Task prompt>
Quote the listing below verbatim, from the line containing "Map the scooter" up to and including the line containing "304 385 357 471".

-- BEGIN --

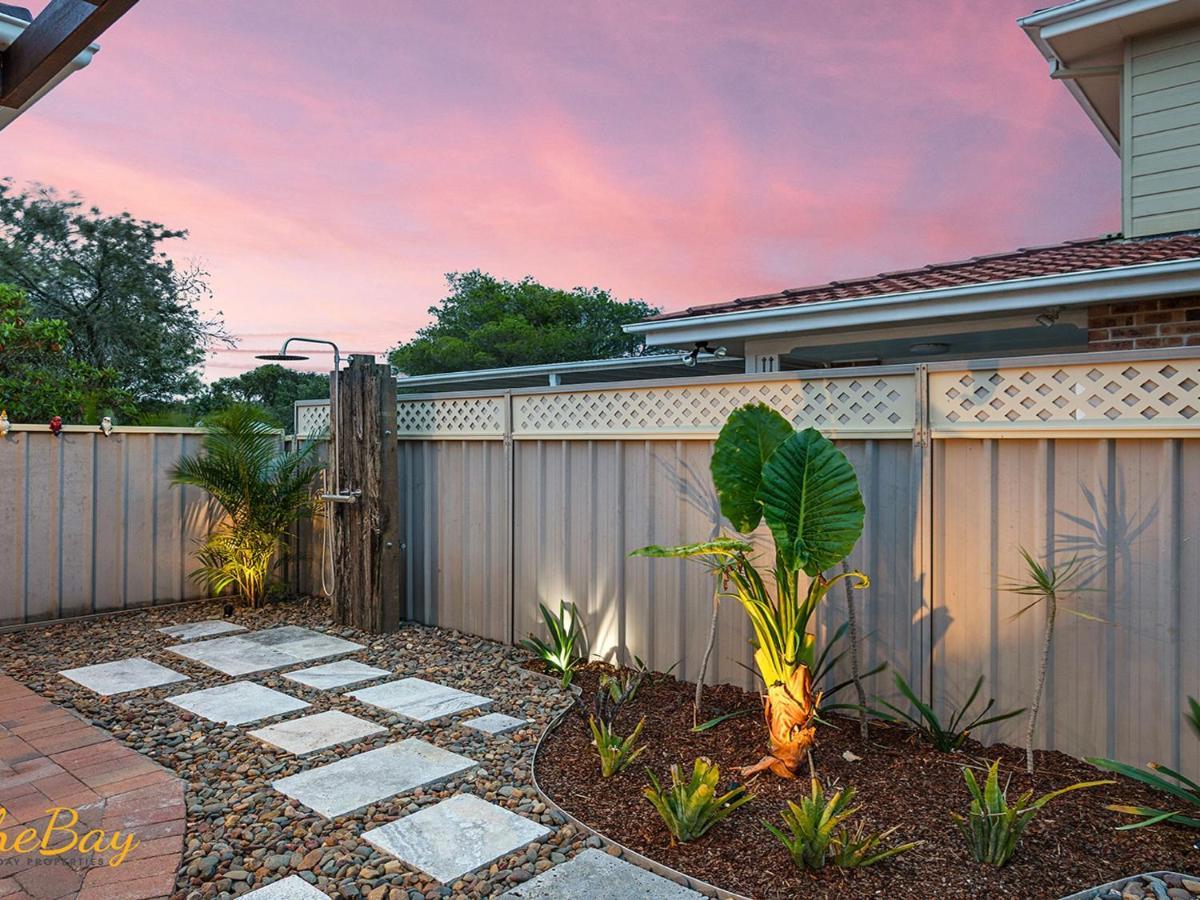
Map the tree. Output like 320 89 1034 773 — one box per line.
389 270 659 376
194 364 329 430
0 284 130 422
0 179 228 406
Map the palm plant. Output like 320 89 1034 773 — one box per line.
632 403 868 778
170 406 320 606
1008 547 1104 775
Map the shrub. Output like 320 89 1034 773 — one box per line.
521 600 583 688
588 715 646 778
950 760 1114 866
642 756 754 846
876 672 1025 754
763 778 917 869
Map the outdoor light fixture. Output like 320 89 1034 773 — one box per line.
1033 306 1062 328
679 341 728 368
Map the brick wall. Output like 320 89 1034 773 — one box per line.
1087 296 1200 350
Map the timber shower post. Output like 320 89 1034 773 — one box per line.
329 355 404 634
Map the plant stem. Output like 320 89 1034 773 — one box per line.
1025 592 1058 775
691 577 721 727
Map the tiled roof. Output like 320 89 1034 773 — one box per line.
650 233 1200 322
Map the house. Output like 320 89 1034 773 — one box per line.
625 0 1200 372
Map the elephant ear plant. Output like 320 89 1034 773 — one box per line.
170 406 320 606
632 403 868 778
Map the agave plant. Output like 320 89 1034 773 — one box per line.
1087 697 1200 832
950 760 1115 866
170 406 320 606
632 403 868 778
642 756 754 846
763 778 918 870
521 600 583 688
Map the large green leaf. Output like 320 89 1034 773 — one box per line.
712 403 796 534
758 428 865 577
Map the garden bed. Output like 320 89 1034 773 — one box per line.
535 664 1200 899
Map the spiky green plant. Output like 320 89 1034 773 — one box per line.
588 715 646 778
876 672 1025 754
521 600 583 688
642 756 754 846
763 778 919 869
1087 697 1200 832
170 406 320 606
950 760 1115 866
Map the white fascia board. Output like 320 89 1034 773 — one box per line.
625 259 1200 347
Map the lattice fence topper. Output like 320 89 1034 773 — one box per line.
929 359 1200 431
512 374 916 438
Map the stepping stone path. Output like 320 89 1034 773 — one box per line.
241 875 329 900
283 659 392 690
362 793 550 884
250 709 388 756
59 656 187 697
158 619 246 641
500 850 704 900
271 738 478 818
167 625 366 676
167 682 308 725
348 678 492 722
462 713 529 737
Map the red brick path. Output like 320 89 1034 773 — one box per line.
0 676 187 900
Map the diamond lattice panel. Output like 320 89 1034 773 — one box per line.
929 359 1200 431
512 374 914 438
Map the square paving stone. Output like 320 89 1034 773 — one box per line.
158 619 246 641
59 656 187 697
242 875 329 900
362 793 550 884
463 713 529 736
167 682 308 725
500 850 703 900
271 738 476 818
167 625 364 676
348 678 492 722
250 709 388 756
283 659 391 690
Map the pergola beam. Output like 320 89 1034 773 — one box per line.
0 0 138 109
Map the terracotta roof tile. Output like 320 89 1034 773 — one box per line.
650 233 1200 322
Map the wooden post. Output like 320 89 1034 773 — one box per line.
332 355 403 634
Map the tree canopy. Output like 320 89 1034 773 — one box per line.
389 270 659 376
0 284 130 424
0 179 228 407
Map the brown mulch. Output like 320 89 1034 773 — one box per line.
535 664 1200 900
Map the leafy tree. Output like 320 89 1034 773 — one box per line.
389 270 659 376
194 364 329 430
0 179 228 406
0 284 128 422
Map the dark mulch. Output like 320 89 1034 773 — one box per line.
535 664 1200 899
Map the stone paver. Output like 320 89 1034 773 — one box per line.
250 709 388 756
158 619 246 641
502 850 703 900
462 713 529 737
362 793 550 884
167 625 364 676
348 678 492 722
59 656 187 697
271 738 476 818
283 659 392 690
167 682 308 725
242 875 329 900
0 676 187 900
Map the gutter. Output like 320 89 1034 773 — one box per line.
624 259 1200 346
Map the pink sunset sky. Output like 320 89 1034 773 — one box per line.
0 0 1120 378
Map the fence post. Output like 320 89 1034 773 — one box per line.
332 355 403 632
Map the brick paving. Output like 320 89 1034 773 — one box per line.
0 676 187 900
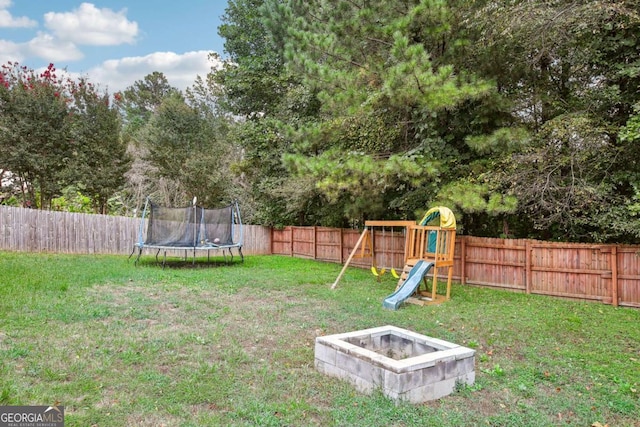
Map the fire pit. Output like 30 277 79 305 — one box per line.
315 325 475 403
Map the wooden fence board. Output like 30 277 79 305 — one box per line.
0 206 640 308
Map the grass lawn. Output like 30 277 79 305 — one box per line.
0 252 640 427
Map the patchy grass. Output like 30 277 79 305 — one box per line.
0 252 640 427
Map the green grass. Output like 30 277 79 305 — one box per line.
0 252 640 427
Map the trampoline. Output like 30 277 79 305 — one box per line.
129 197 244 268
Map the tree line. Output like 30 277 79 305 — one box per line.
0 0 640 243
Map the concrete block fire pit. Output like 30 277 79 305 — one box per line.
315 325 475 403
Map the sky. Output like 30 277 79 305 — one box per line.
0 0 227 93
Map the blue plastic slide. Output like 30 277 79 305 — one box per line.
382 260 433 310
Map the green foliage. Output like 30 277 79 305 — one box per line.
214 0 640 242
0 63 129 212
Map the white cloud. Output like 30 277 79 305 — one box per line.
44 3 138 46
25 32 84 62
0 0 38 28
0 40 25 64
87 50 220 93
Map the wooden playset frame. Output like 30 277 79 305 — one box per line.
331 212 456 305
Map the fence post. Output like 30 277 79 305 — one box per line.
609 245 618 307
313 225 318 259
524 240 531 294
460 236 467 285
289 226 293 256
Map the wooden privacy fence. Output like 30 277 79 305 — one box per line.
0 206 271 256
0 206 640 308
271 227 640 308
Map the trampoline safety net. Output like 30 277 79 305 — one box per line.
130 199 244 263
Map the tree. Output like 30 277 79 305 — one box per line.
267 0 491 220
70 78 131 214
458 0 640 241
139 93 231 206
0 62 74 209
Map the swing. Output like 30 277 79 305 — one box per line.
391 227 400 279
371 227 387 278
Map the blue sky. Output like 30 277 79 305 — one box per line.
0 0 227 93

-- END --
-- BEGIN --

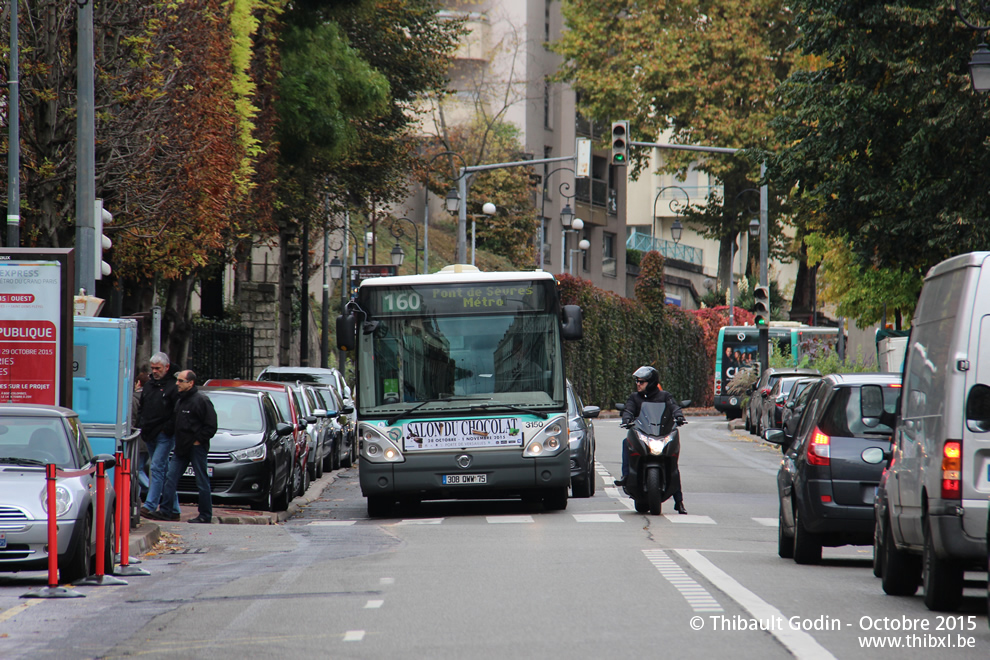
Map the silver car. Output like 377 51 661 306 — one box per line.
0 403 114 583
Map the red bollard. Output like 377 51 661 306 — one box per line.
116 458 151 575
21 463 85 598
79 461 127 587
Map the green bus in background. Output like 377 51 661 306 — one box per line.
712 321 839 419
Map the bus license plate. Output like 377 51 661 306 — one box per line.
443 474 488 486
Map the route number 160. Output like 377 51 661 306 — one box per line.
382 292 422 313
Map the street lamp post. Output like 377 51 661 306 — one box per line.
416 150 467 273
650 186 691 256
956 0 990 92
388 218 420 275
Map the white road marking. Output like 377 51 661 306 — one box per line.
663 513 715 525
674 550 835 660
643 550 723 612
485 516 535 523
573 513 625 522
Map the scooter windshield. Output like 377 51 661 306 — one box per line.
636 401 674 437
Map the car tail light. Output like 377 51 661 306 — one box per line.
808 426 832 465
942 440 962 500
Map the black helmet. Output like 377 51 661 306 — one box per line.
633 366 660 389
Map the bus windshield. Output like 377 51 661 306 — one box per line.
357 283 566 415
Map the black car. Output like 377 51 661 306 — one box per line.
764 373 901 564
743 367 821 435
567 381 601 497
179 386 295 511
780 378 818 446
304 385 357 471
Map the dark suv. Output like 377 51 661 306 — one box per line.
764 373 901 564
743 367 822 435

-- END --
-- BEGIN --

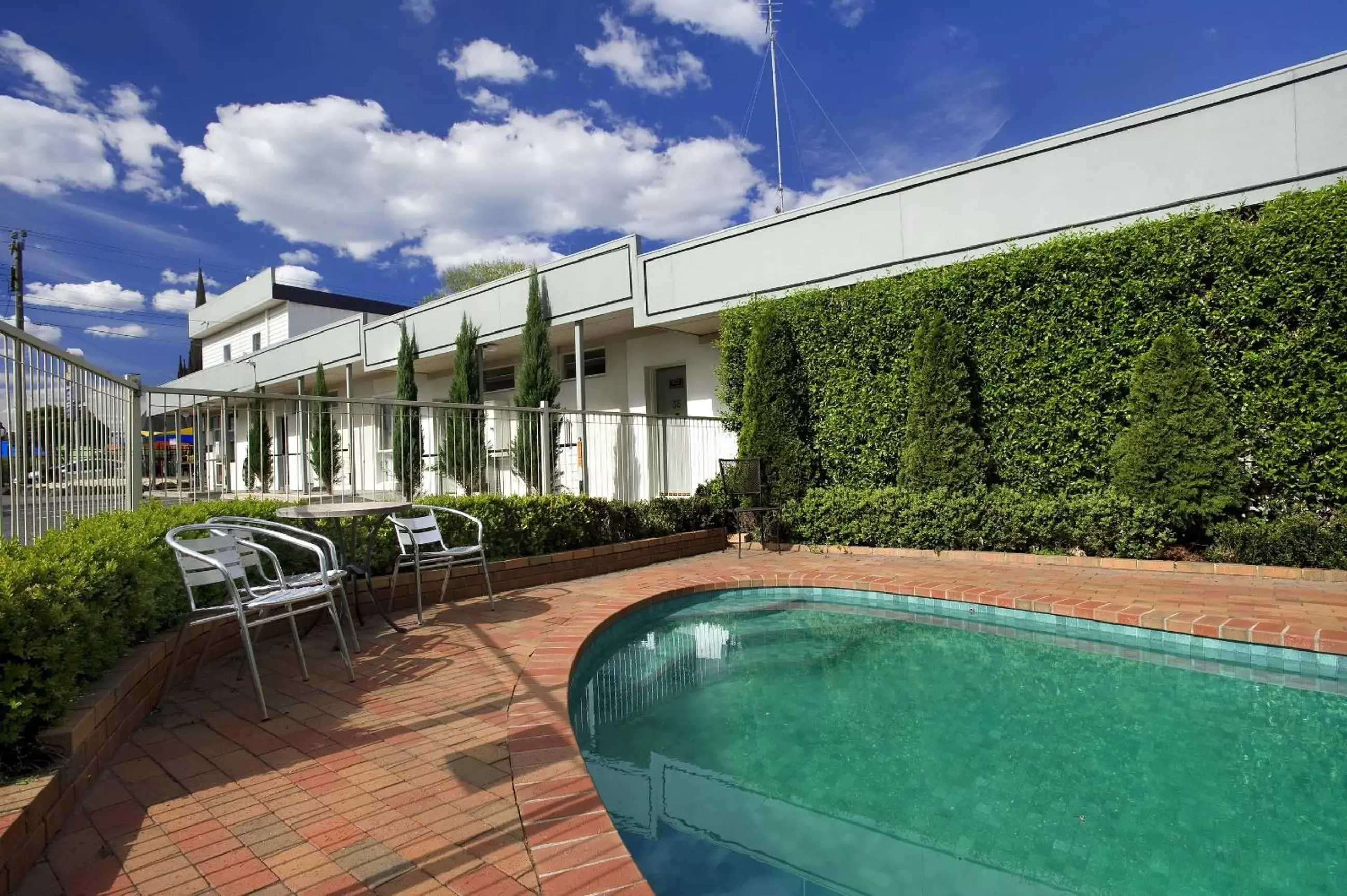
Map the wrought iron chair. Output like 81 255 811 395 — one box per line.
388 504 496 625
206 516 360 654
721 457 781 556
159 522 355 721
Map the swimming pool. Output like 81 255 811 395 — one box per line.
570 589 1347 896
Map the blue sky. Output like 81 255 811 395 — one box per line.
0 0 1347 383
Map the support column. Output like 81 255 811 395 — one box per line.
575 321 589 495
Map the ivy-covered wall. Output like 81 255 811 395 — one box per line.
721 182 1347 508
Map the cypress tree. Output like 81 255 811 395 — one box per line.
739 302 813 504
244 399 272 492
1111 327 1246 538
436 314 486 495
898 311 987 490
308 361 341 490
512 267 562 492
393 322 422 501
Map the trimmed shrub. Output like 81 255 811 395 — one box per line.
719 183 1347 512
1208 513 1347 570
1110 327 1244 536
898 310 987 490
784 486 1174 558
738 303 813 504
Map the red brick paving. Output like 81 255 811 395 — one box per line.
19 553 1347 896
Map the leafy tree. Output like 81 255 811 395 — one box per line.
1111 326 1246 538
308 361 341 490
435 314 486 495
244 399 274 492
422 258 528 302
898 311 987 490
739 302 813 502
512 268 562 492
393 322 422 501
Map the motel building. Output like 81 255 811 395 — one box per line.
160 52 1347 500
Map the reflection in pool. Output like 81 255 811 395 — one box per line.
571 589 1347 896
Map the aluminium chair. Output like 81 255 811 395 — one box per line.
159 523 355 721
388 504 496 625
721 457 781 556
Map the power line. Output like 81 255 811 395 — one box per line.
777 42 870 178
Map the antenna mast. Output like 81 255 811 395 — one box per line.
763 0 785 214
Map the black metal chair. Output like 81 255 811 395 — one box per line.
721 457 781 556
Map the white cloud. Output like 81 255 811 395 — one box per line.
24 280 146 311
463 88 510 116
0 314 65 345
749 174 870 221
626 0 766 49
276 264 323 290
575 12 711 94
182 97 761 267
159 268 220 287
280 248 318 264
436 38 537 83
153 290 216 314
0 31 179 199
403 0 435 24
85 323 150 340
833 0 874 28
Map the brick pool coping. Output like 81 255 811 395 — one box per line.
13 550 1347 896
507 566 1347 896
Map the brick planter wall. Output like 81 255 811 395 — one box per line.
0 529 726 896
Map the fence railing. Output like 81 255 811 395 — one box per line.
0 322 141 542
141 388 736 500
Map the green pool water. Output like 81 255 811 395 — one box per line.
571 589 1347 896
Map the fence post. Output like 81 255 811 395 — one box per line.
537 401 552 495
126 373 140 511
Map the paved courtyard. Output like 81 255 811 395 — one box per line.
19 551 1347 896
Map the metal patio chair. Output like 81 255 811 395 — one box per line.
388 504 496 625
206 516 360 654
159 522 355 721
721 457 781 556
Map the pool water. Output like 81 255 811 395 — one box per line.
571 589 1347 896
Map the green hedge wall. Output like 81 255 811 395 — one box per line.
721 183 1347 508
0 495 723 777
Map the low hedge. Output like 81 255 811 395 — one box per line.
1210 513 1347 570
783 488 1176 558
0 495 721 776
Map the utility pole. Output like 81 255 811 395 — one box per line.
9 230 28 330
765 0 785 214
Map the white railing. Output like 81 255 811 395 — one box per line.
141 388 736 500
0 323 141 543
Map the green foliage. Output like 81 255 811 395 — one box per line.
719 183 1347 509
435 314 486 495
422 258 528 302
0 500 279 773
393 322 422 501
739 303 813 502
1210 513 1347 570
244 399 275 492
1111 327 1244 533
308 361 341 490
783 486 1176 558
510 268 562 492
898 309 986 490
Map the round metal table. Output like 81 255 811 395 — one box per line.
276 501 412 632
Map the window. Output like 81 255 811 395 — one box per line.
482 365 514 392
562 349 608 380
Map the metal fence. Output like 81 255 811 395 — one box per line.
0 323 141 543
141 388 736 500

-- END --

Finished exercise>
Map the scooter windshield. Output like 377 51 661 306 — one box per line.
636 401 674 437
Map the car tail light. Output like 377 51 661 306 — one box per line.
808 426 832 465
942 440 962 500
Map the black helmet. Output like 377 51 661 306 — one box per line.
633 366 660 389
Map the bus windshield. Output like 377 51 661 306 — one box per line.
357 283 566 415
Map the black car. Output like 377 51 661 306 — one box per line.
764 373 901 564
743 367 821 435
567 381 601 497
179 386 295 511
780 378 818 446
304 385 357 471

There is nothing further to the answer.